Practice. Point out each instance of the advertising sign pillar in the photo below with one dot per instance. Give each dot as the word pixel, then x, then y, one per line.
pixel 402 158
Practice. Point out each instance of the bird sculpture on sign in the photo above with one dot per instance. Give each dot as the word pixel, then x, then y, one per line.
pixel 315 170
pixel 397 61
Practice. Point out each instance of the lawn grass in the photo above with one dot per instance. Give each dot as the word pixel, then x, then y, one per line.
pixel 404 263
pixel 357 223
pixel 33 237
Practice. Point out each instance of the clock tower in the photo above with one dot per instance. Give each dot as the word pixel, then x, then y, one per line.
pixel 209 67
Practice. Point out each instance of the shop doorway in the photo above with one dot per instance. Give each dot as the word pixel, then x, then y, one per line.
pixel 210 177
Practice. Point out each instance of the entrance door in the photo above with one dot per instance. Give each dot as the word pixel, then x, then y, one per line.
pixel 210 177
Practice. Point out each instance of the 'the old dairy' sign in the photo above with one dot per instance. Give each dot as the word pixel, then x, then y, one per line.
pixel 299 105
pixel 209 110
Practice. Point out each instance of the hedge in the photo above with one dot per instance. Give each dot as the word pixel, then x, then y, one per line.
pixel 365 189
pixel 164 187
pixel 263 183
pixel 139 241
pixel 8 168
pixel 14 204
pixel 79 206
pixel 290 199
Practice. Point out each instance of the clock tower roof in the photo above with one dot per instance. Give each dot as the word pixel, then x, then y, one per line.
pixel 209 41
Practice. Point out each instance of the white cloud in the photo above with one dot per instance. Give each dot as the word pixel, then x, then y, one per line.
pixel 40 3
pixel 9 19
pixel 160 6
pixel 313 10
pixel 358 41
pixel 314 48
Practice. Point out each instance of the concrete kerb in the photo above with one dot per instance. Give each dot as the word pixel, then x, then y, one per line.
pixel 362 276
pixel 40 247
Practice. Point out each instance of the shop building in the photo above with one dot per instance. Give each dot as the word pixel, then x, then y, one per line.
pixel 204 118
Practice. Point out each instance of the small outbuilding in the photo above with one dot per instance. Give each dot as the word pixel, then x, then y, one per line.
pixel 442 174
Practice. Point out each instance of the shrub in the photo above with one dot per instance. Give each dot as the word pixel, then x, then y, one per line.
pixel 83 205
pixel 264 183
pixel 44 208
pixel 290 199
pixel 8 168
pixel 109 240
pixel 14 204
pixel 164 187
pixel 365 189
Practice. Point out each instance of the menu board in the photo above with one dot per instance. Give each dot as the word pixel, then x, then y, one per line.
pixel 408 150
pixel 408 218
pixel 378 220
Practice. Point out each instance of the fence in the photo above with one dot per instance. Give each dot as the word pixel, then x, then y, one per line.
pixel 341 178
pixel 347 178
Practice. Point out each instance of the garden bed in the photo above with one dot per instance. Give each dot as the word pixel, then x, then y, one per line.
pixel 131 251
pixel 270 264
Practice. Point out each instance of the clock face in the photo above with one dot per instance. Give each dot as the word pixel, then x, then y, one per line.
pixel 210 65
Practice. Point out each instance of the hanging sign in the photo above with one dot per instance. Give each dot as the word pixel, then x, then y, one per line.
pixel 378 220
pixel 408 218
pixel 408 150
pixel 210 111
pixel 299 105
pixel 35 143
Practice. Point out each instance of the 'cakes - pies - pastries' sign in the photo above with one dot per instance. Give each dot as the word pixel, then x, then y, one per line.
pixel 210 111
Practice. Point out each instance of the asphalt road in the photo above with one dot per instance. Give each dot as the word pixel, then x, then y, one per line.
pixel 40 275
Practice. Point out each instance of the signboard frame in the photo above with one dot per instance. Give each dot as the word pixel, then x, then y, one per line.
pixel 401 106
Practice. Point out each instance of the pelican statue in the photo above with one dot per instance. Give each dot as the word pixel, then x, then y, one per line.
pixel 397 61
◆ ◆ ◆ ◆
→ **Work to be completed**
Rewrite everything in the rows above, from the first line down to the line containing "pixel 314 48", as a numbered list. Include both end lines and drop any blank lines.

→ **Exercise response**
1. Practice. Point out each instance of the advertising sign pillar in the photo below with one dot per instance. Give each dot as the word pixel, then x, then y, one per line.
2. pixel 402 158
3. Practice. Point out each instance of the bird sculpture on sign in the photo above with one dot per instance. Give each dot as the word pixel, then x, then y, one per line.
4. pixel 315 170
5. pixel 397 61
6. Practice. Point out each instance of the lawn grass in the photo above with one dot per instance. Give each dot as the word pixel, then x, then y, one per line.
7. pixel 404 263
8. pixel 357 223
9. pixel 33 237
10. Practice. Point out each instance of the clock tower in the photo above with one dot per instance. Give each dot as the word pixel, then x, then y, one per line.
11. pixel 209 67
12. Practice. Point out each instance of the shop doorway in the photo above with one dot per instance. Give each dot as the word pixel, then x, then y, one per line.
13. pixel 210 177
14. Practice. Point out each instance of the entrance door in the photo above with one dot per instance. Give each dot as the word pixel, then x, then y, one per line.
15. pixel 210 177
16. Practice. Point out each instance of the 'the old dairy' sign in the photo above with one dot per instance. Give each dot as the word pixel, then x, then y, one per line.
17. pixel 299 105
18. pixel 209 110
19. Practice. Point out each instance of the hedge in the photo above with one dot per instance. Give each dot as the word pixel, then x, then y, one per line.
20. pixel 365 189
21. pixel 164 187
22. pixel 263 183
23. pixel 139 241
24. pixel 8 168
25. pixel 14 204
26. pixel 79 206
27. pixel 290 199
28. Practice. Point out each instance of the clock tower roof in the photo above with one dot per instance. Give each dot as the word pixel, then x, then y, one per line.
29. pixel 209 41
30. Practice. Point out each instance of the white cloud in the photo above with one dot per instance. Give each dot as the word pixel, then x, then y, one per line.
31. pixel 40 3
32. pixel 9 19
33. pixel 160 6
34. pixel 313 10
35. pixel 358 41
36. pixel 314 48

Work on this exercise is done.